#### Your goal
How many lines in the records below contain the string "shorts", counting only case-sensitive matches? Reply with the number alone.

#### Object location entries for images

================================

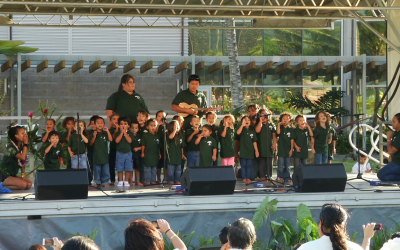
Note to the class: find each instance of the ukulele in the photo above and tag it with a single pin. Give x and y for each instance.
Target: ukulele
(187, 106)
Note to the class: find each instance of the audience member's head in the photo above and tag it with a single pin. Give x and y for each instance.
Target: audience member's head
(142, 235)
(223, 235)
(79, 243)
(242, 234)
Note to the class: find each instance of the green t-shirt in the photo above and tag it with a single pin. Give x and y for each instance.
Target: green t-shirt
(247, 138)
(126, 105)
(207, 146)
(52, 158)
(191, 146)
(227, 142)
(151, 150)
(124, 146)
(186, 96)
(284, 141)
(301, 136)
(264, 146)
(74, 139)
(10, 161)
(174, 150)
(321, 137)
(100, 148)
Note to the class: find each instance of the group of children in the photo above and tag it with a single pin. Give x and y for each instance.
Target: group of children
(138, 146)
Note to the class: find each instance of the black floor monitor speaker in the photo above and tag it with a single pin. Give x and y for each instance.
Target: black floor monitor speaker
(61, 184)
(209, 180)
(320, 178)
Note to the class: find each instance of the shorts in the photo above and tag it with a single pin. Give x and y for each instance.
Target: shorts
(124, 162)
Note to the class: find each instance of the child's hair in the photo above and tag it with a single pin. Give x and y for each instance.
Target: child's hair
(221, 123)
(51, 119)
(125, 119)
(12, 132)
(125, 79)
(223, 235)
(211, 113)
(144, 112)
(317, 123)
(209, 127)
(150, 121)
(66, 120)
(53, 133)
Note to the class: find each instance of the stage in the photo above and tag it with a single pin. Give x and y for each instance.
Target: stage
(109, 210)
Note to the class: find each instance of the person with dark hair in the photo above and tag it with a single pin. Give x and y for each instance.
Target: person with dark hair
(126, 101)
(332, 230)
(391, 172)
(191, 96)
(14, 159)
(141, 234)
(242, 234)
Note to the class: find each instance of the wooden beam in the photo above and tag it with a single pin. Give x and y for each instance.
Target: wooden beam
(382, 68)
(77, 66)
(284, 66)
(95, 66)
(59, 66)
(318, 66)
(371, 65)
(180, 67)
(42, 66)
(129, 66)
(26, 65)
(145, 67)
(199, 66)
(216, 66)
(112, 66)
(163, 67)
(333, 67)
(350, 67)
(266, 67)
(299, 67)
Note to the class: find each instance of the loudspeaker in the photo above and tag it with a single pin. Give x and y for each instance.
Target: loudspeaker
(209, 180)
(320, 178)
(61, 184)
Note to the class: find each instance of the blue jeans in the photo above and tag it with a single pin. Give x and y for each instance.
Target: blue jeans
(101, 173)
(82, 161)
(245, 165)
(283, 167)
(193, 158)
(390, 172)
(150, 174)
(174, 173)
(321, 158)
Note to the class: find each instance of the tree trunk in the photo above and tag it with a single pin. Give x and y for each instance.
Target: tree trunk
(234, 70)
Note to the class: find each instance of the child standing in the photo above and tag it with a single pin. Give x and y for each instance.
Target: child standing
(301, 135)
(211, 118)
(123, 139)
(175, 153)
(99, 140)
(112, 155)
(53, 154)
(266, 129)
(322, 137)
(136, 152)
(208, 146)
(193, 154)
(248, 148)
(79, 137)
(285, 146)
(150, 152)
(226, 138)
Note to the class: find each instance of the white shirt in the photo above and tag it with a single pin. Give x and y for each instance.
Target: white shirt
(363, 168)
(325, 243)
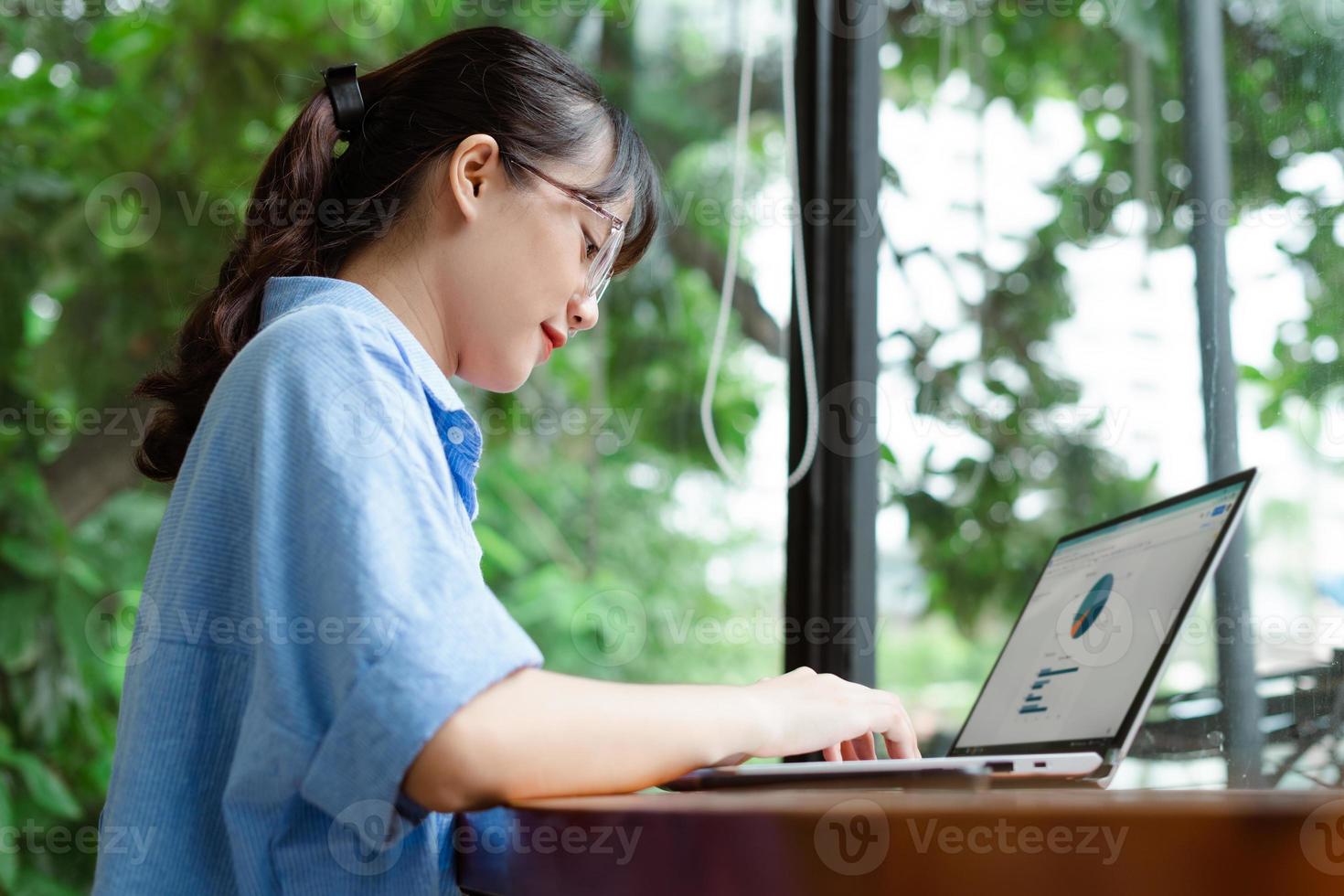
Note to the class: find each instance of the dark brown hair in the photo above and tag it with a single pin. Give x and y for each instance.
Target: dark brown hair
(311, 208)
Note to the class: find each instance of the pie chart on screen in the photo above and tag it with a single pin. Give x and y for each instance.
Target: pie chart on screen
(1092, 606)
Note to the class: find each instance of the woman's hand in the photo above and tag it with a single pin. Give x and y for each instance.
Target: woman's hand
(803, 710)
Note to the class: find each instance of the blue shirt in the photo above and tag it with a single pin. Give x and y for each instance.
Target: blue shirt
(312, 613)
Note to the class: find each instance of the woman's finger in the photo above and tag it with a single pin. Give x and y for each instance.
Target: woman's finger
(863, 747)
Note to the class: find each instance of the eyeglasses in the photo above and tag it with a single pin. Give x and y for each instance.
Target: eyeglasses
(600, 269)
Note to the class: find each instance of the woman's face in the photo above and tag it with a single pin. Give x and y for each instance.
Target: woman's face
(512, 280)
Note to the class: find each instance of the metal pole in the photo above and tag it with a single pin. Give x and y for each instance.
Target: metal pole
(1211, 195)
(831, 577)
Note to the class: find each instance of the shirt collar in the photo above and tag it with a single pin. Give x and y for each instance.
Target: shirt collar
(457, 429)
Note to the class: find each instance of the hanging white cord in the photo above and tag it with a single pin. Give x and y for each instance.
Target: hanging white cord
(730, 268)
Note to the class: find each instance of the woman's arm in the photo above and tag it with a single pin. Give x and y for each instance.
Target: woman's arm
(543, 733)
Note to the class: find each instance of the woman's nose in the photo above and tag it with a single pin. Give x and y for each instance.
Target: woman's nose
(582, 312)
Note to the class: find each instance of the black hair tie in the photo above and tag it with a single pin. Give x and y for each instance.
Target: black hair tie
(347, 100)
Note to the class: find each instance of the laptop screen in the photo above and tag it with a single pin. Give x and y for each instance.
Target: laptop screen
(1090, 640)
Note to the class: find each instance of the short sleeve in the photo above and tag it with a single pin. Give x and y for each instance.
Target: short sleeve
(357, 544)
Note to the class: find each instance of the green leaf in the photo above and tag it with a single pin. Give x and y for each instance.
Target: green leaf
(43, 784)
(499, 549)
(8, 860)
(34, 559)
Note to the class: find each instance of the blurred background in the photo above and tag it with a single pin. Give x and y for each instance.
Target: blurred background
(1040, 360)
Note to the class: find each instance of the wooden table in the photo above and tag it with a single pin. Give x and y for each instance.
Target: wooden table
(1081, 842)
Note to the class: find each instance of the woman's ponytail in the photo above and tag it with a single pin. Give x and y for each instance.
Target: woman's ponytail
(311, 208)
(281, 237)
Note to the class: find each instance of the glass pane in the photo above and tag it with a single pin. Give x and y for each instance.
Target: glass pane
(1040, 348)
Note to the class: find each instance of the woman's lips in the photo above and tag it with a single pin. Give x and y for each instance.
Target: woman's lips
(552, 341)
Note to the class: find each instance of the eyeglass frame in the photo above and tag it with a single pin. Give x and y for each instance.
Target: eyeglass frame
(614, 235)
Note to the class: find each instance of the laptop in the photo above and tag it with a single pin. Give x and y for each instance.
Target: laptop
(1070, 688)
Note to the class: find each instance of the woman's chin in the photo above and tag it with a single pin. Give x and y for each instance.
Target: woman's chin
(502, 380)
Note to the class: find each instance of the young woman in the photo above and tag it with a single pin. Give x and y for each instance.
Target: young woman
(319, 676)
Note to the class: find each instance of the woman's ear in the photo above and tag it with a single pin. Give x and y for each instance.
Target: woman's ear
(475, 168)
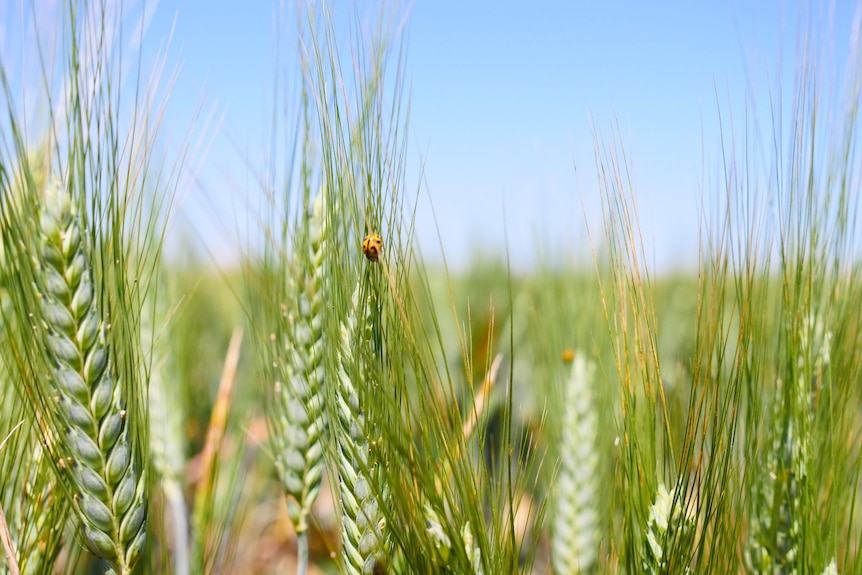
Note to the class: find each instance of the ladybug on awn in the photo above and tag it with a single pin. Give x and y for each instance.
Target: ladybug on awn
(372, 246)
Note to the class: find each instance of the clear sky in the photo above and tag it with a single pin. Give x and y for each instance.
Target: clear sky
(504, 98)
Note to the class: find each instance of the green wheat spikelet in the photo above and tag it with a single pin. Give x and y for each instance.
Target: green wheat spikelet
(575, 531)
(668, 525)
(363, 530)
(298, 419)
(99, 455)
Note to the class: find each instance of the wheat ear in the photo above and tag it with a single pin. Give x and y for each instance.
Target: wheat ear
(109, 489)
(575, 531)
(774, 537)
(298, 418)
(363, 526)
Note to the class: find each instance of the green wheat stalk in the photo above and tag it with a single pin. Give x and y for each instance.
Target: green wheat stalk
(297, 417)
(97, 449)
(363, 529)
(575, 531)
(668, 527)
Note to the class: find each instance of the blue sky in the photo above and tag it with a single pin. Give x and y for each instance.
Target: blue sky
(504, 98)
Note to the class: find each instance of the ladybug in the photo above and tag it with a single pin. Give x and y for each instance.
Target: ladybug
(372, 246)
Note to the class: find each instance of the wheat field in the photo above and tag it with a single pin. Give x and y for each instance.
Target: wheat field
(332, 403)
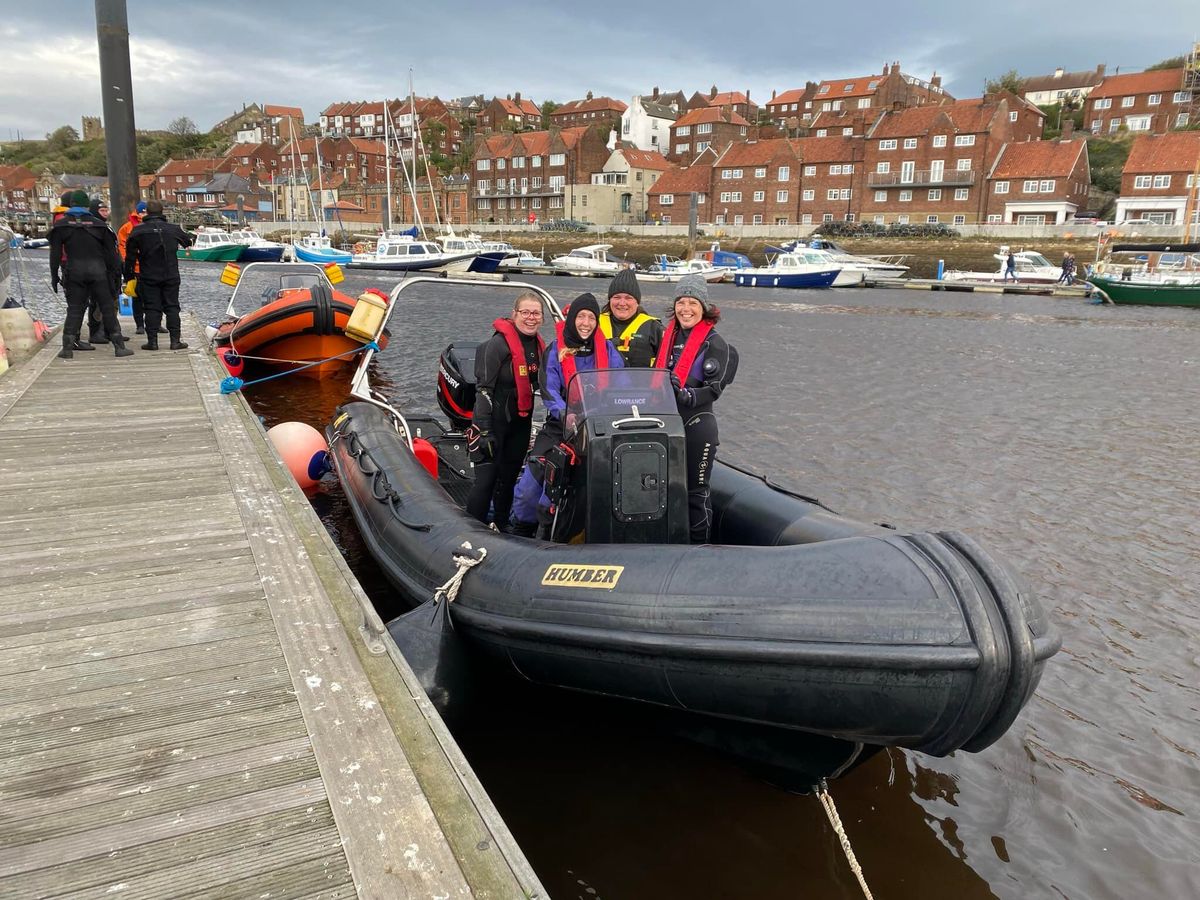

================================

#### Worked answer
2